FAIRR’s top news story picks to keep your finger on the pulse of the protein sector.
Climate Change: IPCC Report Is ‘Code Red for Humanity’ by Matt McGrath, BBC
In the August 2021 AR6 Climate Change report, the IPCC writes that the effects of global warming will continue unabated without strong, rapid and sustained reductions in global GHG emissions from some of the worst-polluting sectors, including agriculture. It states that by 2030, emissions need to decline by around 45% from 2010 levels if we are to achieve net zero by 2050. At current levels, however, there is little promise of meeting this target. Methane (CH4) emissions from livestock are growing faster than ever before and the widespread use of synthetic fertilisers is leading to greater concentrations of nitrous oxide (N20) in the atmosphere. This, coupled with the loss of vital carbon sinks, leaves livestock companies hanging in the balance.
With the frequency of extreme weather events likely to increase, governments and companies will need to ensure that they have an effective strategy in place to mitigate these risks, and emissions from agriculture must be part of that strategy. The FAIRR Initiative has, therefore, published a global investor statement aimed at engaging G20 nations to include agriculture as part of their climate change mitigation efforts: Where’s the beef?
New regulations and innovative technologies are also paving the way for the emergence of more climate-friendly business practices, leaving protein producers’ “business-as-usual” operations at significant financial risk. In our recent report, Returns Gone Sour: The Impact of Carbon Pricing on the Dairy Sector, we analyse the potential impact of carbon reduction regulations on the livestock sector, using the climate-related financial impacts of the upcoming regulation in New Zealand as a case study.
Plant-Based Food Sales to Increase Fivefold by 2030 by Elizabeth Elkin, Bloomberg
Demand for plant-based foods, including meat and dairy alternatives, has risen significantly in 2020, with sales expected to increase fivefold and account for 7.7% ($162 billion) of the global protein market by 2030. These predictions already far surpass the predictions made in our 2020 report, Appetite for Disruption: A Second Serving, where growth was forecast to reach $17.9 billion by 2025.
Consumer interest in healthy eating and sustainable production is driving this trend at an unprecedented rate, and major retailers and manufacturers, such as Tesco and Unilever, are responding by exploring demand-side interventions that go beyond simply increasing product choice for consumers. To learn more about the opportunities and growth potential of the alternative protein sector, please visit the Sustainable Proteins Hub.

### Records supplied
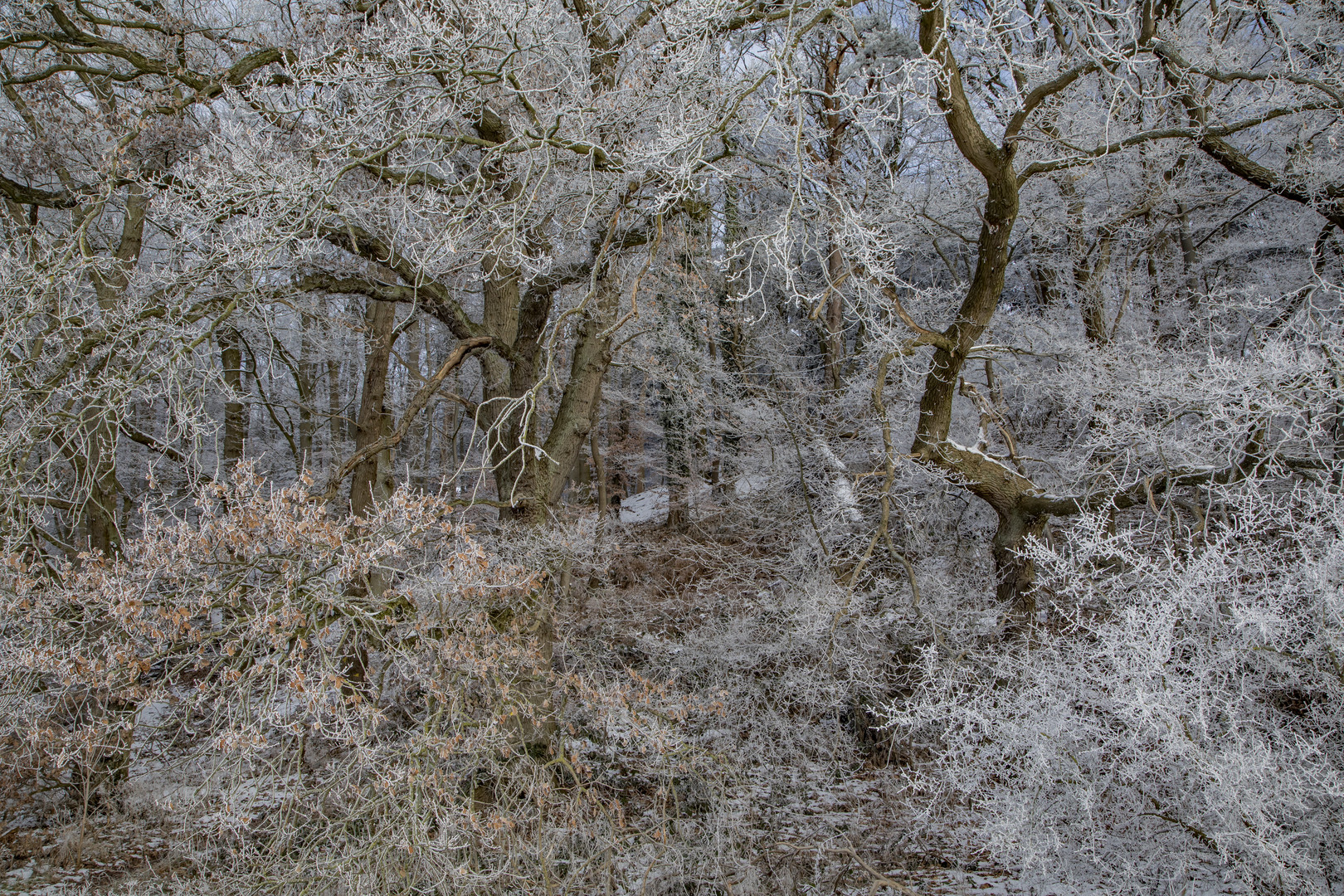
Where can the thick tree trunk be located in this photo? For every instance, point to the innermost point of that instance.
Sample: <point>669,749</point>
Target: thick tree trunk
<point>371,480</point>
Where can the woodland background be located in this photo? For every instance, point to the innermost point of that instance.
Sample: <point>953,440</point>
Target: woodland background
<point>675,446</point>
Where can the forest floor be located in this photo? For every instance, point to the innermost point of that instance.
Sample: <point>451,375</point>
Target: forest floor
<point>832,824</point>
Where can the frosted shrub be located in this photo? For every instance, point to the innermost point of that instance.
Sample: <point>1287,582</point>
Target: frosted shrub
<point>358,704</point>
<point>1175,703</point>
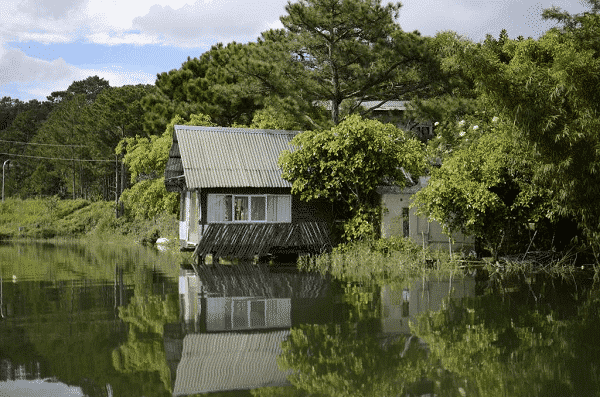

### Task 1
Using the protein-sector news roundup, explain in one to three sentences why the FAIRR Initiative published its global investor statement "Where's the beef?"
### Task 2
Summarize the protein-sector news roundup in two sentences.
The entries are separate material and are not connected to the protein-sector news roundup.

### Written response 1
Extreme weather events are likely to become more frequent, so governments and companies will need an effective strategy to mitigate these risks, and emissions from agriculture must be part of that strategy. The FAIRR Initiative therefore published the statement to engage G20 nations to include agriculture in their climate change mitigation efforts.

### Written response 2
The IPCC's August 2021 report says strong, rapid and sustained emission cuts are needed from sectors including agriculture, where livestock methane emissions are growing faster than ever and new regulations and technologies leave protein producers' "business-as-usual" operations at significant financial risk. Plant-based food sales are expected to increase fivefold and reach 7.7% ($162 billion) of the global protein market by 2030, driven by consumer interest in healthy eating and sustainable production.